### WHAT THE TASK REQUIRES
Down to the final line, return the records unchanged.
(Beginning of GIVEN DATA)
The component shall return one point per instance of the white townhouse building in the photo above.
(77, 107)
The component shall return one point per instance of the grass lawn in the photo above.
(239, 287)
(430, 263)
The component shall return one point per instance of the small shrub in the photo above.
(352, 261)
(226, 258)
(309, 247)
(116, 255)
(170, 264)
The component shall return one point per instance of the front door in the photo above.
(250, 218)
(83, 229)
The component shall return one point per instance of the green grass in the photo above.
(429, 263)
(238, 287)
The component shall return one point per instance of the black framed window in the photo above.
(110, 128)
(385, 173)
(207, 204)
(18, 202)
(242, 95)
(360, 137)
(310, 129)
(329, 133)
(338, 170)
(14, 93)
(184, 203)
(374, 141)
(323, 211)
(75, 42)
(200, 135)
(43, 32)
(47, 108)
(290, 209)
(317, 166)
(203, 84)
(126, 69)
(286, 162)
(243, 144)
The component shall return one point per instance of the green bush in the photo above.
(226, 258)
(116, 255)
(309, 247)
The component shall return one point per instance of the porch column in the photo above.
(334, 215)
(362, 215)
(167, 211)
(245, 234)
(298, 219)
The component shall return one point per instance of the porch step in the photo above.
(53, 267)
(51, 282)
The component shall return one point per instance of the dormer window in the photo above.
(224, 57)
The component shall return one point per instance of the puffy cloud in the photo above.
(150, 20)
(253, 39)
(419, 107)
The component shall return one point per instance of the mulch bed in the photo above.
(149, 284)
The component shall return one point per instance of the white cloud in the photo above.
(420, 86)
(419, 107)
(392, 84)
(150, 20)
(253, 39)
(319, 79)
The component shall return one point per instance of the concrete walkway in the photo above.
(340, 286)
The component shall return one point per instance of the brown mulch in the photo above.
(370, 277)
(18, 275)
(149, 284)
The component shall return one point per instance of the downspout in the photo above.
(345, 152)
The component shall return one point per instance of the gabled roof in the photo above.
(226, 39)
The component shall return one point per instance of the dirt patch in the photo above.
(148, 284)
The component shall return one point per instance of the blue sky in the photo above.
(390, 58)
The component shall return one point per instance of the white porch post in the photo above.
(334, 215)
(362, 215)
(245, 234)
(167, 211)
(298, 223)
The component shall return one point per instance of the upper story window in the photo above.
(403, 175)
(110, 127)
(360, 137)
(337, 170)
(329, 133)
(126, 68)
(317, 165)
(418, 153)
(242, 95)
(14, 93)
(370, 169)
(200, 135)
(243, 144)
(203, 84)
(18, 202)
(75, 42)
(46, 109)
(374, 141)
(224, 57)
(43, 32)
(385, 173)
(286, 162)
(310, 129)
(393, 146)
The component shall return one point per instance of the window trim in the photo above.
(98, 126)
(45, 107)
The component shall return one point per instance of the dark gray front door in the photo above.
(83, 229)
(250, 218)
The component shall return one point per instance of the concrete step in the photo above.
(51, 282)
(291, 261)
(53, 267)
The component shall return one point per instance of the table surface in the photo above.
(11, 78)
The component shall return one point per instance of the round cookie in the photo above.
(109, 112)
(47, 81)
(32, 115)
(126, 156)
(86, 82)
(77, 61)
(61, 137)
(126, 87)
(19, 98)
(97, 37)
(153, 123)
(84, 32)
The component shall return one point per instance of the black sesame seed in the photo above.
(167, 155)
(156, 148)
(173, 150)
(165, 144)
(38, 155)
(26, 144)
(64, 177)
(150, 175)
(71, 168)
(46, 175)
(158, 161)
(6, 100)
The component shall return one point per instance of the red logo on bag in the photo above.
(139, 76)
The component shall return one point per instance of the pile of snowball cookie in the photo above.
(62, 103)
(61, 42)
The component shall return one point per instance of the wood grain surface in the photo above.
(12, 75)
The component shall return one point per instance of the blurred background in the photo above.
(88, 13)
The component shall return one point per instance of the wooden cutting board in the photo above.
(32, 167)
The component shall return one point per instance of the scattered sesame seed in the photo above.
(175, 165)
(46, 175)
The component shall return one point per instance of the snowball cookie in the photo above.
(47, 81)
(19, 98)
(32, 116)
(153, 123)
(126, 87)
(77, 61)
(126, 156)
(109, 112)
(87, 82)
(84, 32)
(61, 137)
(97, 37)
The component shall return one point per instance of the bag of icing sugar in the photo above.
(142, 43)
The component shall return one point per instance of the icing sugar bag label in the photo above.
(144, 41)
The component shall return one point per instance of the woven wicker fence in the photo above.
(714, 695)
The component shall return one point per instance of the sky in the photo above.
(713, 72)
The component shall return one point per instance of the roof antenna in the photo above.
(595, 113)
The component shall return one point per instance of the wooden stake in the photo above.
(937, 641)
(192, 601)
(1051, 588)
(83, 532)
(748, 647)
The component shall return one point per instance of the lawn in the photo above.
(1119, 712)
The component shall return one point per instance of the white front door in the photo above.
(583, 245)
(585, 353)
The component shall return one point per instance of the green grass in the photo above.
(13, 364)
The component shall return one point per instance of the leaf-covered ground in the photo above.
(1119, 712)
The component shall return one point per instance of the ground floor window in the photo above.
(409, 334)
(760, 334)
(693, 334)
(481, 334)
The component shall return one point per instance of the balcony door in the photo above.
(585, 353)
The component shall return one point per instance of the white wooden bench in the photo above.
(End of GIVEN DATA)
### ANSWER BELOW
The component shall return one point per instance of the white townhouse building in the photo above.
(77, 107)
The component shall return one point per instance of the grass lawn in the photo above.
(239, 287)
(430, 263)
The component shall return one point per instance of the small shrub in the photo above.
(352, 261)
(226, 258)
(309, 247)
(116, 255)
(170, 264)
The component shall return one point per instance of the front door in the photo above.
(250, 218)
(83, 229)
The component shall return one point per instance of the green grass in the photo above.
(429, 263)
(238, 287)
The component shall return one point per instance of the black framed window in the photo above.
(110, 128)
(385, 173)
(207, 204)
(18, 202)
(242, 95)
(360, 137)
(310, 129)
(329, 133)
(338, 170)
(14, 93)
(184, 203)
(374, 141)
(323, 211)
(75, 42)
(200, 135)
(43, 32)
(47, 108)
(290, 209)
(317, 166)
(203, 84)
(126, 69)
(286, 162)
(243, 144)
The component shall return one point per instance of the green bush in the photo above.
(226, 258)
(116, 255)
(309, 247)
The component shall return one point per instance of the porch column in the photo above.
(334, 215)
(362, 215)
(167, 211)
(245, 234)
(298, 219)
The component shall return one point per instance of the porch step in the photo above.
(53, 267)
(51, 282)
The component shall return one point per instance of the dormer window in the photo above.
(224, 57)
The component shall return one point per instance of the puffy cloud in the photo above.
(150, 20)
(253, 39)
(419, 107)
The component shall return one point per instance of the mulch bed in the photo above.
(149, 284)
The component shall return one point per instance of the white cloud in the photo above.
(420, 86)
(419, 107)
(392, 84)
(150, 20)
(253, 39)
(319, 79)
The component shall return one point per instance of the concrete walkway in the photo above.
(340, 286)
The component shall return one point per instance of the brown mulch in the photo above.
(370, 277)
(18, 275)
(149, 284)
The component shall return one point per instance of the downspout in the photo above.
(345, 152)
The component shall return one point per instance of the gabled roof in the photo above.
(226, 39)
The component shall return one point per instance of the dirt patch in the photo above.
(148, 284)
The component shall return one point per instance of the blue sky in the photo above.
(390, 58)
The component shall return one point per instance of the white porch post in the photo above.
(334, 215)
(362, 215)
(245, 234)
(167, 211)
(298, 223)
The component shall return one point per instance of the upper story window in the photo above.
(403, 175)
(110, 127)
(360, 137)
(337, 170)
(329, 133)
(126, 68)
(317, 165)
(418, 153)
(242, 95)
(14, 93)
(370, 169)
(200, 135)
(243, 144)
(203, 84)
(18, 202)
(75, 42)
(46, 109)
(374, 141)
(224, 57)
(43, 32)
(385, 173)
(286, 162)
(310, 129)
(393, 146)
The component shall return one point per instance of the window trim in the photo above.
(98, 126)
(45, 107)
The component shall return one point per instance of the dark gray front door in the photo above.
(83, 229)
(250, 218)
The component shall return one point per instance of the concrete step in the photo above.
(51, 282)
(291, 261)
(53, 267)
The component shall return one point per instance of the table surface in the photo above.
(11, 78)
The component shall return one point per instance of the round cookie in the photo above.
(109, 112)
(47, 81)
(32, 115)
(126, 156)
(86, 82)
(77, 61)
(61, 137)
(126, 87)
(19, 98)
(97, 37)
(153, 123)
(84, 32)
The component shall return one point per instance of the black sesame seed in the photo above.
(167, 155)
(156, 148)
(173, 150)
(165, 144)
(38, 155)
(26, 144)
(64, 177)
(150, 175)
(71, 168)
(46, 175)
(158, 161)
(6, 100)
The component shall return one point per instance of the red logo on bag in the photo above.
(139, 76)
The component shall return one point per instance of the pile of snowball cookie in the photo above.
(62, 103)
(61, 42)
The component shall return one point per instance of the wood grain surface in the photo above.
(12, 75)
The component shall return one point per instance of the blurred background in the photo above.
(88, 13)
The component shall return one point per instance of the wooden cutting board in the photo above.
(32, 167)
The component shall return one point per instance of the scattered sesame seed in the photo above.
(175, 165)
(46, 175)
The component shall return one point per instance of the snowball cookie in the photo above.
(47, 81)
(19, 98)
(32, 116)
(153, 123)
(126, 87)
(77, 61)
(126, 156)
(109, 112)
(87, 82)
(84, 32)
(61, 137)
(97, 37)
The component shall return one point per instance of the bag of icing sugar in the photo above.
(142, 43)
The component shall return one point per instance of the icing sugar bag label in the photo above.
(144, 41)
The component shall return one point per instance of the woven wicker fence in the photo above.
(714, 695)
The component shall return one point per instance of the sky in the photo above.
(713, 72)
The component shall return one point per instance of the roof antenna in the photo above.
(595, 113)
The component shall return one point per instance of the wooden stake in the photo above.
(937, 641)
(192, 601)
(1051, 588)
(83, 532)
(748, 647)
The component shall return one point per instance of the lawn in the photo above.
(1119, 712)
The component shall return one point per instance of the white front door in the photo above.
(583, 245)
(585, 353)
The component shall return one point per instance of the green grass in the photo above.
(13, 364)
The component shall return one point per instance of the leaf-covered ground in the photo above.
(1119, 712)
The component shall return one point per instance of the ground floor window in the photo above.
(409, 334)
(760, 334)
(693, 334)
(481, 334)
The component shall return one point per instance of the balcony door in the photo above.
(585, 353)
The component shall return one point per instance of the white wooden bench in the photo above.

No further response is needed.